> **Required task**:
Copy all of the lines below word for word, but leave the pictures out of your copy.

> **Task inputs**:
======
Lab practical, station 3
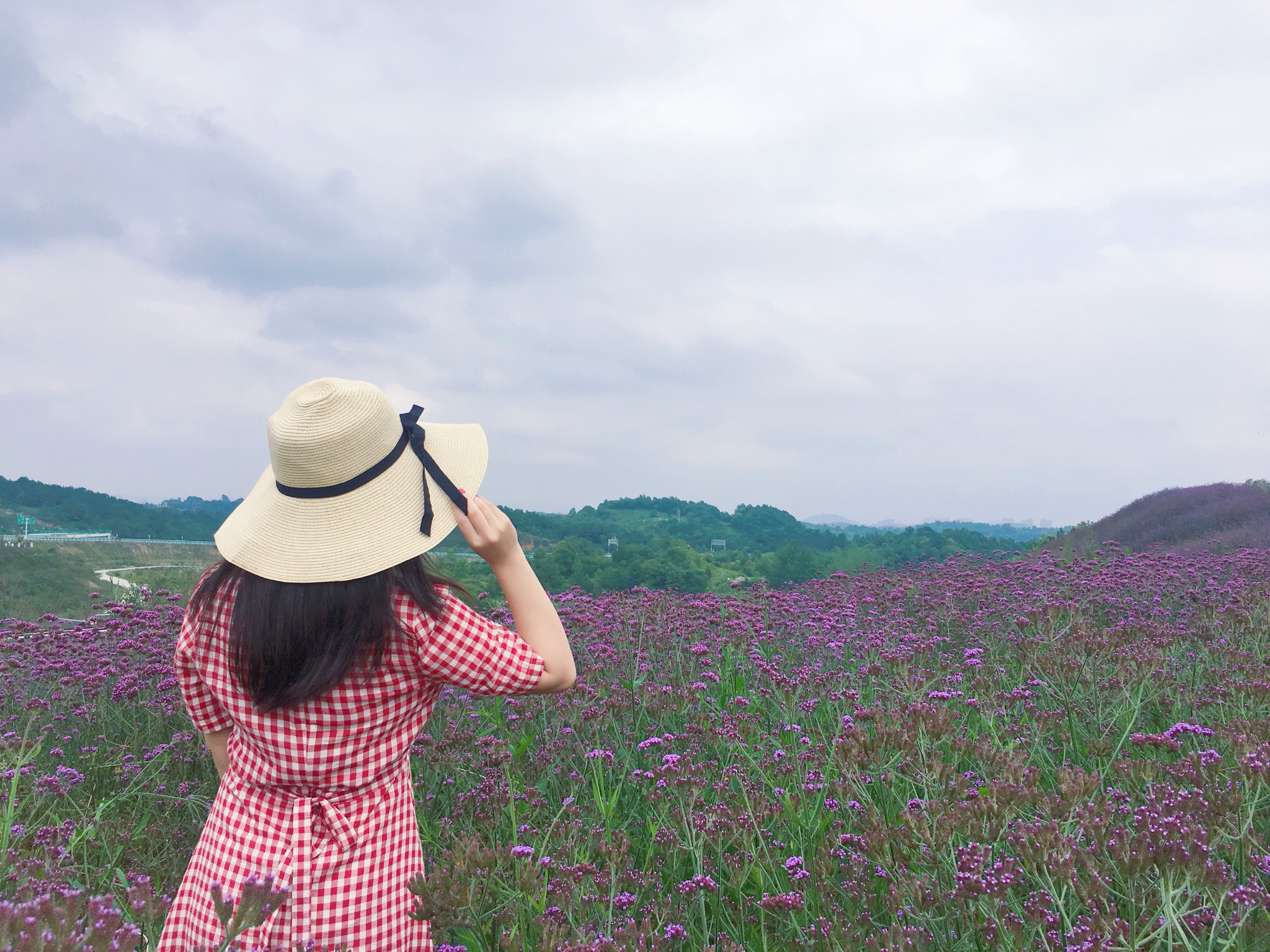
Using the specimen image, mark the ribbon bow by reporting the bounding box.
[401,403,468,536]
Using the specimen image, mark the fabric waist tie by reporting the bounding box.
[224,768,371,945]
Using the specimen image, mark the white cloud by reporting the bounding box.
[0,0,1270,522]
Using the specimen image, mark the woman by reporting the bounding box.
[159,378,575,952]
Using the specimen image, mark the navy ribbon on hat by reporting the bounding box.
[277,403,468,536]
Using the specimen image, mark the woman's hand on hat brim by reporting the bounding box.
[450,493,525,566]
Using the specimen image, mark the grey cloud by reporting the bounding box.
[260,298,420,345]
[440,183,571,284]
[0,33,43,126]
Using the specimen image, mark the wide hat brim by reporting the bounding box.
[215,423,489,581]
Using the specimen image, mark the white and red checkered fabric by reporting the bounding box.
[159,591,542,952]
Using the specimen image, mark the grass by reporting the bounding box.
[0,551,1270,952]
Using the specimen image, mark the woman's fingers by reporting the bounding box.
[468,496,491,539]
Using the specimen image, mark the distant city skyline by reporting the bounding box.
[0,0,1270,526]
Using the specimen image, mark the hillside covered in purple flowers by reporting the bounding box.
[0,545,1270,952]
[1044,480,1270,552]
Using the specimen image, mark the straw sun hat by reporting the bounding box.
[216,377,489,581]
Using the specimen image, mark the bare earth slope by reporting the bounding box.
[1046,480,1270,552]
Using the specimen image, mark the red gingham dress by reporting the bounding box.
[159,589,542,952]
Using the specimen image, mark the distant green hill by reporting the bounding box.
[0,542,220,620]
[0,478,1016,604]
[0,476,226,542]
[472,496,845,552]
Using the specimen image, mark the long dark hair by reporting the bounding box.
[189,556,466,712]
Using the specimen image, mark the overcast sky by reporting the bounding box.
[0,0,1270,524]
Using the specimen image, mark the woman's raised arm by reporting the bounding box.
[451,496,578,694]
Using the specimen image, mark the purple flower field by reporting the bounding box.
[0,545,1270,952]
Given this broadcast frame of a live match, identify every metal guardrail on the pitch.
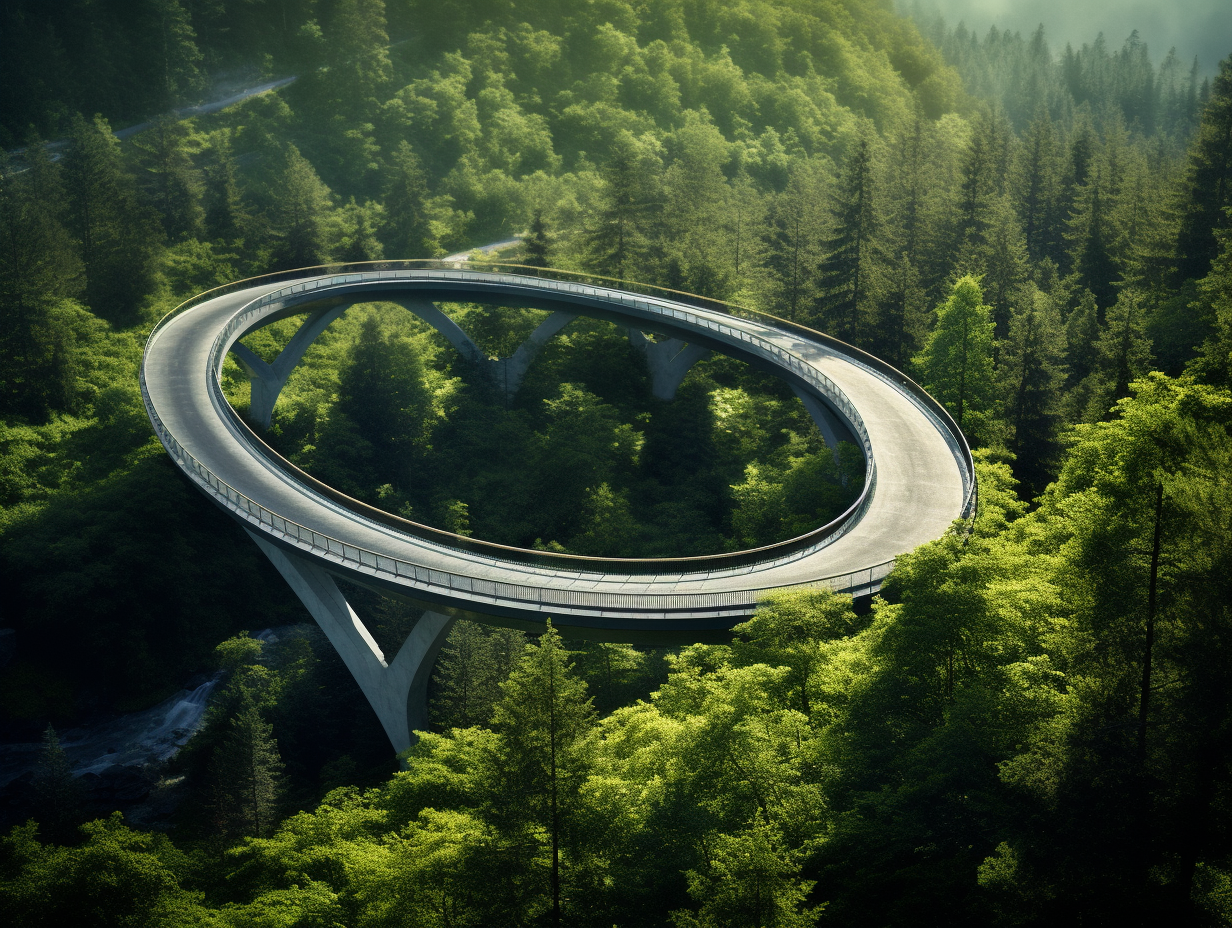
[209,269,876,574]
[140,261,976,614]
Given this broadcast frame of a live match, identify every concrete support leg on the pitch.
[628,329,710,401]
[488,311,578,401]
[232,303,354,429]
[792,387,855,462]
[393,297,488,364]
[249,531,453,754]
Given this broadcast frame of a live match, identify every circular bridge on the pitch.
[140,261,976,640]
[140,261,976,752]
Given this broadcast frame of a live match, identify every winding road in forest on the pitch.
[140,263,975,641]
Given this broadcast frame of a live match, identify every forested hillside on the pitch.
[0,0,1232,926]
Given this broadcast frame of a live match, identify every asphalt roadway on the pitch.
[143,274,971,641]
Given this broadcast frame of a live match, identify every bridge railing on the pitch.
[142,369,894,608]
[142,260,976,594]
[202,269,876,576]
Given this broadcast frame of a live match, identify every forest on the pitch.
[0,0,1232,928]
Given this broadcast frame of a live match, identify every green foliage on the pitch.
[211,706,289,838]
[914,277,995,441]
[34,725,81,840]
[671,822,823,928]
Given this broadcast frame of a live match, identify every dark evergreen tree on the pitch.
[998,287,1066,498]
[493,624,594,926]
[872,251,928,368]
[384,140,436,259]
[211,705,283,838]
[588,133,653,279]
[0,152,81,420]
[274,145,330,269]
[914,277,997,441]
[1177,57,1232,279]
[203,134,249,242]
[814,136,881,345]
[133,116,203,242]
[1016,110,1058,261]
[976,196,1027,339]
[522,210,549,267]
[1068,169,1120,311]
[34,725,84,842]
[64,116,159,320]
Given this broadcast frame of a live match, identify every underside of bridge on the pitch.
[142,263,975,752]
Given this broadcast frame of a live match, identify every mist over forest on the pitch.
[898,0,1232,75]
[0,0,1232,928]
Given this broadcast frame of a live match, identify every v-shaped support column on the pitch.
[232,303,354,429]
[792,386,859,463]
[628,329,710,402]
[249,531,453,754]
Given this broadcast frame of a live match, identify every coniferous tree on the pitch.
[432,621,498,728]
[522,210,548,267]
[274,145,330,269]
[211,705,283,838]
[872,251,928,368]
[999,286,1066,497]
[816,136,880,344]
[1016,110,1057,261]
[1084,291,1151,421]
[1068,166,1117,311]
[339,200,382,264]
[384,140,436,259]
[915,277,997,441]
[952,111,998,253]
[976,196,1027,339]
[0,152,81,420]
[203,134,249,242]
[33,725,81,840]
[588,133,653,279]
[493,622,594,926]
[1177,57,1232,279]
[1066,291,1099,392]
[143,0,205,110]
[132,116,203,242]
[1190,232,1232,387]
[63,116,158,318]
[765,169,821,319]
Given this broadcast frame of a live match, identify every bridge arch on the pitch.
[140,263,976,749]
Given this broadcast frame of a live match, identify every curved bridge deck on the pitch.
[142,266,975,638]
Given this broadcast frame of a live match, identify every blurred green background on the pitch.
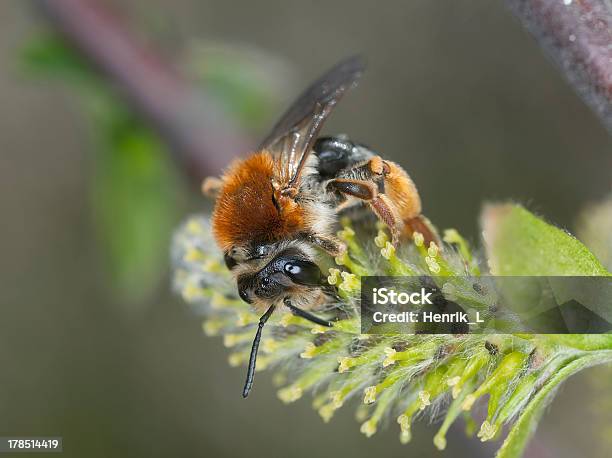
======
> **Output below**:
Lab practical, station 3
Using the specimen image, mark the ribbon bow by reporting the bounding box.
[401,403,468,536]
Using the specimen image, mark the fabric waist tie by reporting the bounding box.
[224,768,371,945]
Using the specimen image, mark the white cloud by reporting the bounding box.
[0,0,1270,522]
Using the specimen image, mark the woman by reporting the bounding box.
[159,378,575,952]
Using the specimen image, mark the navy ribbon on hat by reporting the bounding box.
[277,403,468,536]
Using the specimen image, mark the woman's hand on hat brim by reporting the bounding box.
[450,493,525,566]
Using the specimen image, mark the grey cloud by reporting the bounding box.
[260,298,420,345]
[440,183,571,284]
[0,33,43,126]
Using the specimen image, mark the wide hat brim by reporting the bounding box.
[215,423,489,581]
Using the specimen image, mark the white and red checkered fabric by reporting the bounding box.
[159,591,542,952]
Using the specimen image, mark the grass by reporting the bounding box.
[0,551,1270,952]
Using the specimen image, mark the woman's fingers by reporting the bounding box.
[468,496,491,539]
Using the specimen image, mark the distant city skyline by reporting the bounding box.
[0,0,1270,526]
Using the specimen image, mark the hillside covered in purple flowers by reporting the bounding box.
[0,545,1270,952]
[1044,480,1270,552]
Using the specimen image, mark the straw sun hat by reporting the bounding box.
[216,377,489,581]
Using the specimen image, mark the bare earth slope by reporting the bounding box.
[1046,480,1270,552]
Using the specimen image, mark the red gingham dress by reporting the bounding box.
[159,589,542,952]
Using the specimen image, mark the distant green hill by reporting the bounding box.
[0,542,220,620]
[0,478,1016,604]
[0,476,226,542]
[472,496,845,552]
Using the specimen image, mark the long dark hair by reporting the bounding box.
[189,556,466,712]
Using the specimen image, mark the overcast sky by reporting the bounding box.
[0,0,1270,524]
Using the specimen image, mark the woman's raised arm by reporting the bounding box.
[451,496,578,694]
Using the specimen image, mark the purple flower field by reporting the bounding box.
[0,545,1270,952]
Given this broadcast frame of a live match, identify every metal guardrail on the pitch.
[209,269,876,574]
[140,261,976,614]
Given this broadcast frame of a live match, identify every concrete support leg on the pitch.
[628,329,710,401]
[488,311,578,401]
[232,303,354,429]
[792,387,855,462]
[393,297,488,364]
[249,531,453,754]
Given this broadcast frame of a live match, identify every circular bridge on the pitch.
[140,261,976,640]
[140,261,976,752]
Given this broadcast frame of a live match, identify every winding road in forest on the pitch.
[140,263,975,641]
Given this broadcast frame of a live match, identify every forested hillside on the pitch.
[0,0,1232,926]
Given this broadcast frame of a live match, identify every asphalt roadway on the pitch.
[143,274,971,641]
Given this broadcast frame of a live match, identify every bridge railing on the pitch.
[142,369,894,608]
[142,260,976,594]
[202,269,876,576]
Given this broadcast frame of a live match, identify every forest on the pitch.
[0,0,1232,928]
Given this broadcast frame of a live match, identify every green foliage on the pitch.
[211,706,289,838]
[914,277,995,441]
[34,725,81,840]
[671,822,823,928]
Given this broadcast frame of a live match, identify every dark evergreen tree on the pitch.
[998,287,1066,498]
[493,624,594,926]
[872,251,928,368]
[384,140,436,259]
[211,705,283,838]
[588,133,653,279]
[0,152,81,420]
[274,145,330,269]
[914,277,997,441]
[1177,57,1232,279]
[203,134,249,242]
[814,136,881,345]
[133,116,203,242]
[1016,110,1058,261]
[976,196,1027,339]
[522,210,549,267]
[1068,169,1120,311]
[34,725,84,842]
[64,116,159,320]
Given this broadcast frame of a live match, identify every underside of bridge on the pitch.
[142,263,975,752]
Given this broadcast frame of a live match, identify every mist over forest on the pitch.
[898,0,1232,75]
[0,0,1232,928]
Given this broadcast frame of a live match, identify every v-shaped support column on the pitch.
[232,303,354,429]
[792,386,859,463]
[628,329,710,402]
[249,531,453,754]
Given this broadcast frame of a live match, identify every coniferous tree on the pitch.
[432,621,498,728]
[522,210,548,267]
[274,145,330,269]
[211,705,283,838]
[872,251,928,368]
[999,286,1066,497]
[816,136,880,344]
[1016,110,1057,261]
[1084,291,1151,421]
[1068,166,1117,311]
[339,200,382,264]
[384,140,436,259]
[915,277,997,441]
[952,111,998,253]
[976,196,1027,339]
[0,152,81,420]
[203,134,249,242]
[33,725,81,840]
[588,133,653,279]
[493,622,594,926]
[1177,57,1232,279]
[1066,291,1099,392]
[143,0,205,110]
[132,116,203,242]
[1190,232,1232,387]
[63,116,158,318]
[765,169,821,319]
Given this broadcast frame of a live match, identify every bridge arch on the pitch.
[140,263,976,749]
Given this broadcast frame of a live match, identify every curved bridge deck on the pitch.
[142,266,975,638]
Given this broadcast frame of a live match, identify every blurred green background on the pitch.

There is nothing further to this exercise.